Slashdot Mirror


Can Watermarking Help Find GPL Violations?

bitkid writes "I recently run across techniques that can be used to watermark program code. While I yet have to see some source code for this to play with, the authors claim that the watermarks can be introduced into the source code and can be found in the compiled executable. My question for the slashdot-crowd is: Do you think free software (GPL or other viral licenses) should be watermarked? This could help to find GPL violations (think Everybuddy or Linksys) or can be used in court someday against the next SCO to prove authorship. What might be the ramifications of this?"

2 of 265 comments (clear)

  1. Not easy -- story submitter is confused by 0x0d0a · · Score: 5, Interesting

    Look at the techniques. This stuff is designed for use on binary-only software (with the sole exception of the comment embedding, which is easy to strip, and the embedded strings, which are easy to remove/modify).

    The approaches they're talking about are done at the compilation phase or post-compilation on Java bytecode.

    It's *extremely* difficult to produce good, reliable watermarks, because different compilers will build software differently, as will different optimization options.

    I'd essentially say that source-based watermarks are a lost cause (at least with C, and with the current constraints of readability and simplicity on code).

    A much better approach would be a project that does fuzzy comparisons on binaries, and is somewhat aware of ELF. Basically, you'd have a program that would have a set of known GPL code (a compiled Linux system would work well) and compare it to a set of compiled code.

- **WHAT YOU NEED TO DO**: Copy the entire Slashdot thread on watermarking code to find GPL violations word for word. The records stand apart from the thread above and are separate material.

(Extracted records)
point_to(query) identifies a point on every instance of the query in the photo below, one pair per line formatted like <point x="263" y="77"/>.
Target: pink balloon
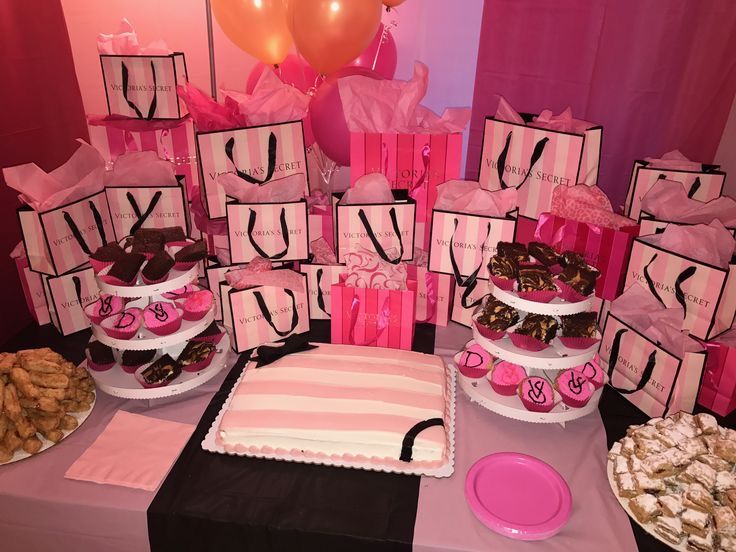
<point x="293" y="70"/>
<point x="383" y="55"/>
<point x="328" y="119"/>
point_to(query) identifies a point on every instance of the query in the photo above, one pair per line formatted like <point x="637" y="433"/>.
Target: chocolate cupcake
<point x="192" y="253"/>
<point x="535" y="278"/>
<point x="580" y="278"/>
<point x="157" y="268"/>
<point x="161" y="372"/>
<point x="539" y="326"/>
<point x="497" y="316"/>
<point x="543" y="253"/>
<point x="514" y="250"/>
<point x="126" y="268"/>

- **ANSWER TO THIS TASK**:
Slashdot Mirror


Can Watermarking Help Find GPL Violations?

bitkid writes "I recently run across techniques that can be used to watermark program code. While I yet have to see some source code for this to play with, the authors claim that the watermarks can be introduced into the source code and can be found in the compiled executable. My question for the slashdot-crowd is: Do you think free software (GPL or other viral licenses) should be watermarked? This could help to find GPL violations (think Everybuddy or Linksys) or can be used in court someday against the next SCO to prove authorship. What might be the ramifications of this?"

2 of 265 comments (clear)

  1. Not easy -- story submitter is confused by 0x0d0a · · Score: 5, Interesting

    Look at the techniques. This stuff is designed for use on binary-only software (with the sole exception of the comment embedding, which is easy to strip, and the embedded strings, which are easy to remove/modify).

    The approaches they're talking about are done at the compilation phase or post-compilation on Java bytecode.

    It's *extremely* difficult to produce good, reliable watermarks, because different compilers will build software differently, as will different optimization options.

    I'd essentially say that source-based watermarks are a lost cause (at least with C, and with the current constraints of readability and simplicity on code).

    A much better approach would be a project that does fuzzy comparisons on binaries, and is somewhat aware of ELF. Basically, you'd have a program that would have a set of known GPL code (a compiled Linux system would work well) and compare it to a set of compiled code.